- EXTRACTED TEXT:
++++
The National School Lunch Program’s strict safety standards work, which is good news for millions of children who participate in the program daily, according to a new University of Connecticut study.
But, less stringent standards applied to the beef sold commercially means that school might be the safest place to eat.
The study, led by researchers from UConn and the United States Department of Agriculture (USDA), found that the food safety standards for ground beef supplied to the program are highly effective in keeping harmful bacteria out of school lunches nationwide.
However, ground beef that fails National School Lunch Program inspection can be sold to other vendors and eventually make its way onto consumers’ plates, says John Bovay, study co-author and assistant professor in UConn’s Department of Agricultural and Resource Economics.
++++
- RECORD SET:
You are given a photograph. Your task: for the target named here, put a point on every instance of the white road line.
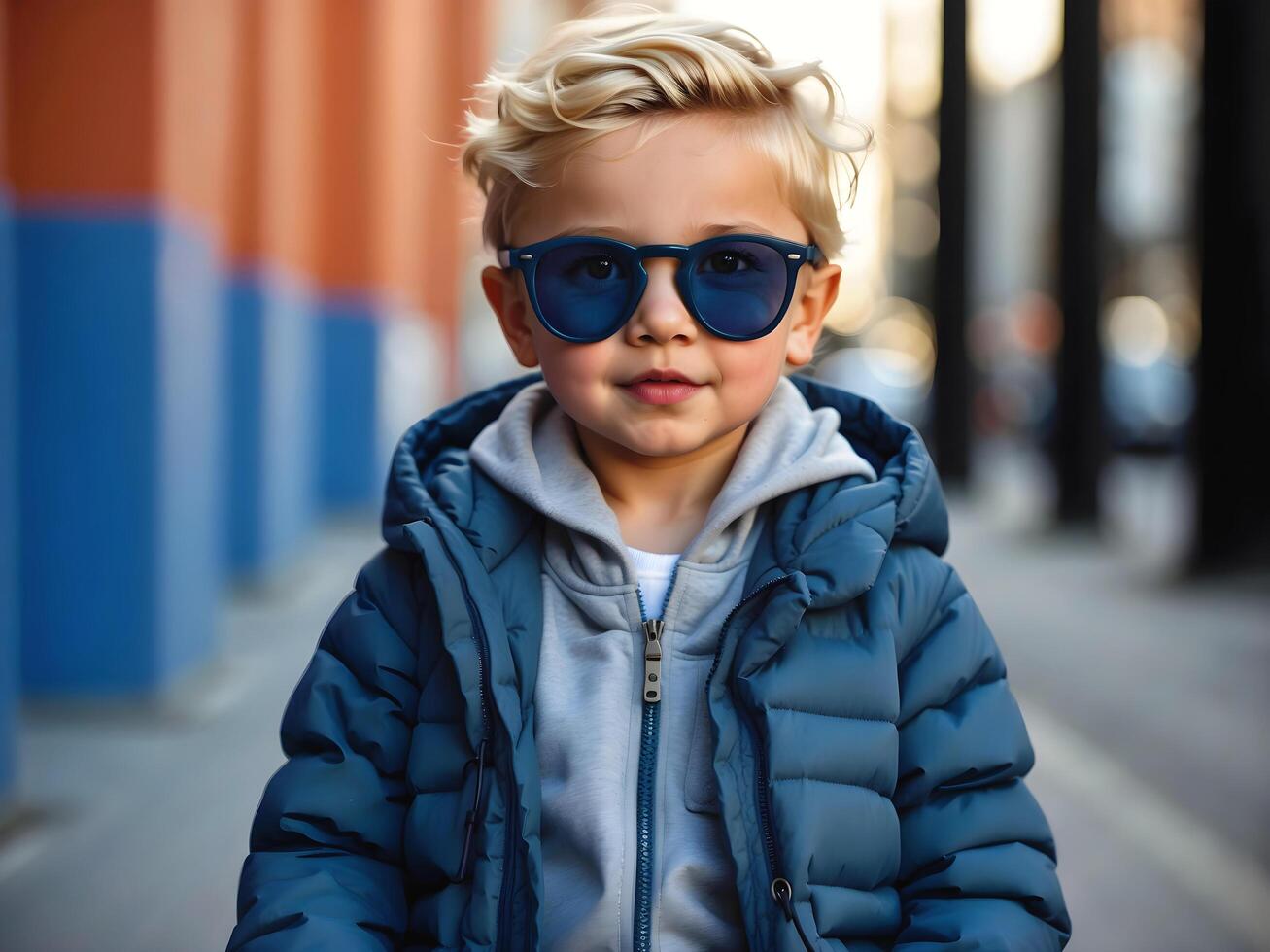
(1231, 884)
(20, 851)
++++
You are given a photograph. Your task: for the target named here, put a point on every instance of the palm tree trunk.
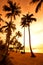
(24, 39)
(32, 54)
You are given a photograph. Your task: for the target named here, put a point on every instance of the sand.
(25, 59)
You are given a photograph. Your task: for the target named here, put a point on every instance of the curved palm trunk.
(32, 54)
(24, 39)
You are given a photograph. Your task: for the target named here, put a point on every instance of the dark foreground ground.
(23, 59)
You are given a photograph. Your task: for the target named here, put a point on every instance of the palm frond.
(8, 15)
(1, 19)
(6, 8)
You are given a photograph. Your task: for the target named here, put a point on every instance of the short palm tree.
++++
- DIRECTIONS:
a: Print the school lunch passage from "However, ground beef" up to and including "and Resource Economics.".
b: Summarize the school lunch passage in two sentences.
c: Go on with the school lunch passage, beginning after its final sentence.
The entries have no connection to the school lunch passage.

- ANSWERS IN ORDER:
a:
However, ground beef that fails National School Lunch Program inspection can be sold to other vendors and eventually make its way onto consumers’ plates, says John Bovay, study co-author and assistant professor in UConn’s Department of Agricultural and Resource Economics.

b: A study led by researchers from UConn and the USDA found that the National School Lunch Program's food safety standards for ground beef are highly effective in keeping harmful bacteria out of school lunches. However, ground beef that fails the program's inspection can be sold to other vendors and reach consumers' plates, so school might be the safest place to eat.

c:
That may help explain related data from the Centers for Disease Control and Prevention. While there were no indications of foodborne Salmonella or E. coli illnesses from school lunches between the years of 2005 and 2014, there were 21 reported outbreaks of Salmonella and 58 outbreaks of E. coli from commercially sold ground beef during the same time period.
Researchers examined the National School Lunch Program because of its critical nature. “This program is very important for child nutrition policy and as an anti-poverty measure because it provides many children with healthy, safe food, on a regular basis,” says Bovay.
Bovay and colleagues used a unique data set comprised of test results from mandatory food safety inspections for ground beef destined for the National School Lunch Program, and data from separate, random USDA inspections.
For a supplier to be able to sell ground beef to the National School Lunch program, says Bovay, the company must first meet a zero-tolerance policy for Salmonella and E. coli bacteria. Once a supplier is registered, it can bid for contracts. Additional testing is carried out for every 10,000-pound shipment from the supplier; companies that repeatedly fail to meet the standards can lose their right to bid on future contracts with the USDA.
With the implementation of the zero-tolerance standards for the school lunch program, the USDA Agricultural Marketing Service took food safety inspection many steps further than Food Safety and Inspection Service, which oversees testing and monitoring food safety in meat processing.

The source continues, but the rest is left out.